### Task description
Return each line of the data below exactly, omitting any pictures.

Working data below:

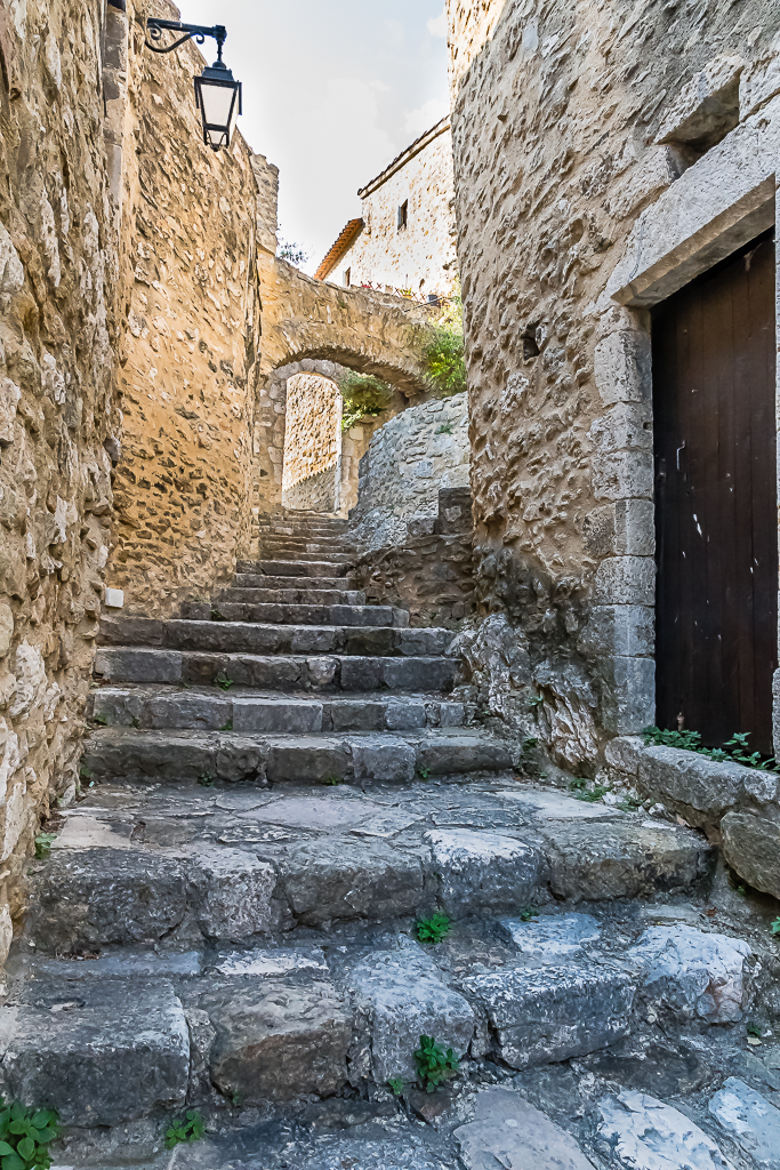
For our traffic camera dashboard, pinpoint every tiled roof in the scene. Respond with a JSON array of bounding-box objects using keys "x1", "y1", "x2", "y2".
[{"x1": 314, "y1": 218, "x2": 364, "y2": 282}]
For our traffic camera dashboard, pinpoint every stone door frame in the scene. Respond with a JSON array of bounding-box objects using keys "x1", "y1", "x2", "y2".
[{"x1": 596, "y1": 96, "x2": 780, "y2": 747}]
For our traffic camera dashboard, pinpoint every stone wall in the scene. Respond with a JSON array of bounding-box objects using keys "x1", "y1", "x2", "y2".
[
  {"x1": 447, "y1": 0, "x2": 780, "y2": 768},
  {"x1": 351, "y1": 393, "x2": 469, "y2": 551},
  {"x1": 281, "y1": 374, "x2": 341, "y2": 512},
  {"x1": 0, "y1": 0, "x2": 120, "y2": 963},
  {"x1": 105, "y1": 0, "x2": 263, "y2": 617},
  {"x1": 335, "y1": 121, "x2": 459, "y2": 299}
]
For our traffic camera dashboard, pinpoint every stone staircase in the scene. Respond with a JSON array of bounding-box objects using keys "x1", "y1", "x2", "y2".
[{"x1": 1, "y1": 511, "x2": 778, "y2": 1169}]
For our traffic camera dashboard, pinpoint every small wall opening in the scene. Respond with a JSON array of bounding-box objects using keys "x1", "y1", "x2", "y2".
[{"x1": 281, "y1": 373, "x2": 342, "y2": 512}]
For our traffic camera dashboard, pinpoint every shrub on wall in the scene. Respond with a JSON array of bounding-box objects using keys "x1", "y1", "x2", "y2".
[
  {"x1": 422, "y1": 292, "x2": 466, "y2": 398},
  {"x1": 339, "y1": 371, "x2": 393, "y2": 431}
]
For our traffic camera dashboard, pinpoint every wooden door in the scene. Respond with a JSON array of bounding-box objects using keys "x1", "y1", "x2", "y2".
[{"x1": 652, "y1": 231, "x2": 777, "y2": 753}]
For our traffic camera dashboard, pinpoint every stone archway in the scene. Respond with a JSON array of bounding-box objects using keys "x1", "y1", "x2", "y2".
[{"x1": 254, "y1": 259, "x2": 435, "y2": 518}]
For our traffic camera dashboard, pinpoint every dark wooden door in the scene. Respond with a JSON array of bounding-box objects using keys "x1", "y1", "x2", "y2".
[{"x1": 653, "y1": 231, "x2": 777, "y2": 753}]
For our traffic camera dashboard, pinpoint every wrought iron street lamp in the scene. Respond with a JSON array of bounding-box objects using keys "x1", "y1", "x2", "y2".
[{"x1": 145, "y1": 17, "x2": 243, "y2": 152}]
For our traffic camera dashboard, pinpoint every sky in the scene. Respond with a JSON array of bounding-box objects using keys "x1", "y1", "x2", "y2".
[{"x1": 181, "y1": 0, "x2": 450, "y2": 271}]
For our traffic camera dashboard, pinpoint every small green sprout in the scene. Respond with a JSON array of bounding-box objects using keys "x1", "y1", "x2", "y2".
[
  {"x1": 34, "y1": 833, "x2": 57, "y2": 861},
  {"x1": 417, "y1": 767, "x2": 431, "y2": 780},
  {"x1": 772, "y1": 918, "x2": 780, "y2": 935},
  {"x1": 214, "y1": 672, "x2": 234, "y2": 691},
  {"x1": 416, "y1": 913, "x2": 453, "y2": 945},
  {"x1": 517, "y1": 906, "x2": 539, "y2": 922},
  {"x1": 165, "y1": 1109, "x2": 205, "y2": 1149},
  {"x1": 414, "y1": 1035, "x2": 460, "y2": 1093},
  {"x1": 387, "y1": 1077, "x2": 405, "y2": 1097},
  {"x1": 0, "y1": 1097, "x2": 60, "y2": 1168}
]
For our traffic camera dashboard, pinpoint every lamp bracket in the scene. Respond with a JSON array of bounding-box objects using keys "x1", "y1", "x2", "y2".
[{"x1": 145, "y1": 18, "x2": 227, "y2": 60}]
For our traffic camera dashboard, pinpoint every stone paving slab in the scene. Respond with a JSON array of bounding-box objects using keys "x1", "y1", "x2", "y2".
[
  {"x1": 455, "y1": 1087, "x2": 597, "y2": 1169},
  {"x1": 597, "y1": 1090, "x2": 735, "y2": 1169}
]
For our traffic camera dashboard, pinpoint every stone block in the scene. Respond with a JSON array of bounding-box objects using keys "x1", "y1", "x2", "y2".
[
  {"x1": 232, "y1": 696, "x2": 323, "y2": 734},
  {"x1": 94, "y1": 648, "x2": 183, "y2": 684},
  {"x1": 206, "y1": 975, "x2": 352, "y2": 1102},
  {"x1": 709, "y1": 1077, "x2": 780, "y2": 1169},
  {"x1": 592, "y1": 450, "x2": 654, "y2": 501},
  {"x1": 589, "y1": 403, "x2": 652, "y2": 453},
  {"x1": 463, "y1": 960, "x2": 633, "y2": 1069},
  {"x1": 598, "y1": 1090, "x2": 733, "y2": 1169},
  {"x1": 547, "y1": 821, "x2": 713, "y2": 901},
  {"x1": 0, "y1": 981, "x2": 189, "y2": 1126},
  {"x1": 26, "y1": 848, "x2": 189, "y2": 953},
  {"x1": 629, "y1": 925, "x2": 750, "y2": 1023},
  {"x1": 580, "y1": 606, "x2": 654, "y2": 659},
  {"x1": 385, "y1": 698, "x2": 428, "y2": 730},
  {"x1": 608, "y1": 655, "x2": 656, "y2": 735},
  {"x1": 593, "y1": 556, "x2": 655, "y2": 606},
  {"x1": 427, "y1": 828, "x2": 544, "y2": 913},
  {"x1": 636, "y1": 745, "x2": 749, "y2": 826},
  {"x1": 352, "y1": 739, "x2": 417, "y2": 783},
  {"x1": 656, "y1": 55, "x2": 743, "y2": 145},
  {"x1": 741, "y1": 38, "x2": 780, "y2": 119},
  {"x1": 417, "y1": 735, "x2": 512, "y2": 776},
  {"x1": 192, "y1": 848, "x2": 280, "y2": 940},
  {"x1": 455, "y1": 1089, "x2": 596, "y2": 1170},
  {"x1": 343, "y1": 939, "x2": 475, "y2": 1083},
  {"x1": 604, "y1": 734, "x2": 643, "y2": 777},
  {"x1": 281, "y1": 837, "x2": 425, "y2": 925},
  {"x1": 499, "y1": 911, "x2": 601, "y2": 958},
  {"x1": 265, "y1": 738, "x2": 352, "y2": 783},
  {"x1": 593, "y1": 331, "x2": 652, "y2": 406},
  {"x1": 721, "y1": 810, "x2": 780, "y2": 901}
]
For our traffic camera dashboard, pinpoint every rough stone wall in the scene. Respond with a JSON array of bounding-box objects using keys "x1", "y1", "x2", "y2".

End of Working data.

### Task response
For our traffic camera dashboard, pinpoint every tiled roof in the scene. Respond with a JSON array of bounding-box objects using keys "x1", "y1", "x2", "y2".
[{"x1": 314, "y1": 218, "x2": 364, "y2": 282}]
For our traffic camera dashboard, pinpoint every stone door frame in the scene. Respond with a JSON array of bounding-box objects using keys "x1", "y1", "x2", "y2".
[{"x1": 596, "y1": 96, "x2": 780, "y2": 747}]
For our traffic camera dashboard, pinpoint every stone wall in the scene. Respond with a JSON array of bounding-box objects using keys "x1", "y1", "x2", "y2".
[
  {"x1": 447, "y1": 0, "x2": 780, "y2": 768},
  {"x1": 351, "y1": 393, "x2": 469, "y2": 551},
  {"x1": 281, "y1": 374, "x2": 341, "y2": 512},
  {"x1": 0, "y1": 0, "x2": 120, "y2": 963},
  {"x1": 105, "y1": 0, "x2": 263, "y2": 617},
  {"x1": 335, "y1": 121, "x2": 459, "y2": 299}
]
For our traffic camera dashboard, pinpoint every stone staircase in the scene. Respond with a JSON array of bounding-box objects using keys "x1", "y1", "x2", "y2".
[{"x1": 1, "y1": 511, "x2": 778, "y2": 1169}]
For our traffic camera dashboard, pinpoint every small wall opening in the scene. Respond with a JSON array of bounding-box objects using keys "x1", "y1", "x2", "y2".
[{"x1": 281, "y1": 373, "x2": 342, "y2": 512}]
For our traffic camera dashboard, pinpoint every shrub on wall in the scene. Respond with a JSON array of bounding-box objects using keys "x1", "y1", "x2", "y2".
[
  {"x1": 422, "y1": 292, "x2": 466, "y2": 398},
  {"x1": 339, "y1": 371, "x2": 393, "y2": 431}
]
For our traffic camera dashboard, pinpoint every wooden door in the scene. Respond with a JSON array of bounding-box objects using keys "x1", "y1", "x2", "y2".
[{"x1": 652, "y1": 231, "x2": 777, "y2": 753}]
For our traffic camera dashboard, pinpoint every stone archway in the scene. Respond with a JSON array of bounding-box objects using keys "x1", "y1", "x2", "y2".
[{"x1": 254, "y1": 259, "x2": 435, "y2": 518}]
For our traffic camera dashboard, pinpoint every dark wooden door in the scene. Respond with a JSON array of bounding-box objects using keys "x1", "y1", "x2", "y2".
[{"x1": 653, "y1": 231, "x2": 777, "y2": 753}]
For our traffic camera dashboard, pinpoint every wrought iron street lamp in the scene. Respond with a JSON array of bounding-box objects using keys "x1", "y1", "x2", "y2".
[{"x1": 145, "y1": 17, "x2": 243, "y2": 152}]
For our traffic camera dashboard, pinpoint every sky in the scene. Respond with a JSON array of bounding-box objects using keys "x1", "y1", "x2", "y2".
[{"x1": 181, "y1": 0, "x2": 450, "y2": 271}]
For our traffic camera dashboard, pinpoint every small green sprout in the scene. Respond with a JSON array of bounding-box objects using keys "x1", "y1", "x2", "y2".
[
  {"x1": 34, "y1": 833, "x2": 57, "y2": 861},
  {"x1": 417, "y1": 767, "x2": 431, "y2": 780},
  {"x1": 772, "y1": 918, "x2": 780, "y2": 935},
  {"x1": 214, "y1": 672, "x2": 234, "y2": 691},
  {"x1": 416, "y1": 913, "x2": 453, "y2": 945},
  {"x1": 517, "y1": 906, "x2": 539, "y2": 922},
  {"x1": 165, "y1": 1109, "x2": 205, "y2": 1149},
  {"x1": 414, "y1": 1035, "x2": 460, "y2": 1093},
  {"x1": 387, "y1": 1077, "x2": 405, "y2": 1097},
  {"x1": 0, "y1": 1097, "x2": 60, "y2": 1168}
]
For our traffic camera dashboard, pinpoint every lamp bracket in the scene. Respond with a JSON array of bounding-box objects using keys "x1", "y1", "x2", "y2".
[{"x1": 145, "y1": 18, "x2": 227, "y2": 60}]
For our traffic camera dashboard, pinpoint every stone paving slab in the scene. Respond with a JSON array of bounding-box objects using keys "x1", "y1", "x2", "y2".
[
  {"x1": 455, "y1": 1087, "x2": 597, "y2": 1169},
  {"x1": 597, "y1": 1090, "x2": 735, "y2": 1169}
]
For our traffic camera dashboard, pinpoint every stone block in the scene. Respond with a JSON array of bounding-box objects using keys "x1", "y1", "x2", "y2".
[
  {"x1": 232, "y1": 696, "x2": 323, "y2": 734},
  {"x1": 94, "y1": 648, "x2": 183, "y2": 684},
  {"x1": 206, "y1": 975, "x2": 352, "y2": 1102},
  {"x1": 709, "y1": 1077, "x2": 780, "y2": 1169},
  {"x1": 592, "y1": 450, "x2": 654, "y2": 501},
  {"x1": 589, "y1": 403, "x2": 652, "y2": 453},
  {"x1": 463, "y1": 960, "x2": 633, "y2": 1069},
  {"x1": 598, "y1": 1090, "x2": 733, "y2": 1169},
  {"x1": 547, "y1": 821, "x2": 713, "y2": 901},
  {"x1": 0, "y1": 981, "x2": 189, "y2": 1126},
  {"x1": 26, "y1": 848, "x2": 189, "y2": 953},
  {"x1": 629, "y1": 925, "x2": 750, "y2": 1023},
  {"x1": 580, "y1": 606, "x2": 654, "y2": 659},
  {"x1": 385, "y1": 698, "x2": 428, "y2": 730},
  {"x1": 608, "y1": 655, "x2": 656, "y2": 735},
  {"x1": 593, "y1": 556, "x2": 655, "y2": 606},
  {"x1": 427, "y1": 828, "x2": 544, "y2": 913},
  {"x1": 636, "y1": 745, "x2": 749, "y2": 826},
  {"x1": 352, "y1": 739, "x2": 417, "y2": 783},
  {"x1": 656, "y1": 55, "x2": 743, "y2": 145},
  {"x1": 741, "y1": 38, "x2": 780, "y2": 119},
  {"x1": 417, "y1": 735, "x2": 512, "y2": 776},
  {"x1": 192, "y1": 848, "x2": 280, "y2": 940},
  {"x1": 455, "y1": 1089, "x2": 596, "y2": 1170},
  {"x1": 343, "y1": 939, "x2": 475, "y2": 1083},
  {"x1": 604, "y1": 734, "x2": 643, "y2": 777},
  {"x1": 281, "y1": 837, "x2": 425, "y2": 925},
  {"x1": 499, "y1": 911, "x2": 601, "y2": 958},
  {"x1": 265, "y1": 738, "x2": 352, "y2": 783},
  {"x1": 593, "y1": 331, "x2": 652, "y2": 406},
  {"x1": 721, "y1": 810, "x2": 780, "y2": 901}
]
For our traffic camera dashboard, pinpoint every rough stone wall in the scene. Respond with a JSON array of bounding-box objects using keys "x1", "y1", "x2", "y2".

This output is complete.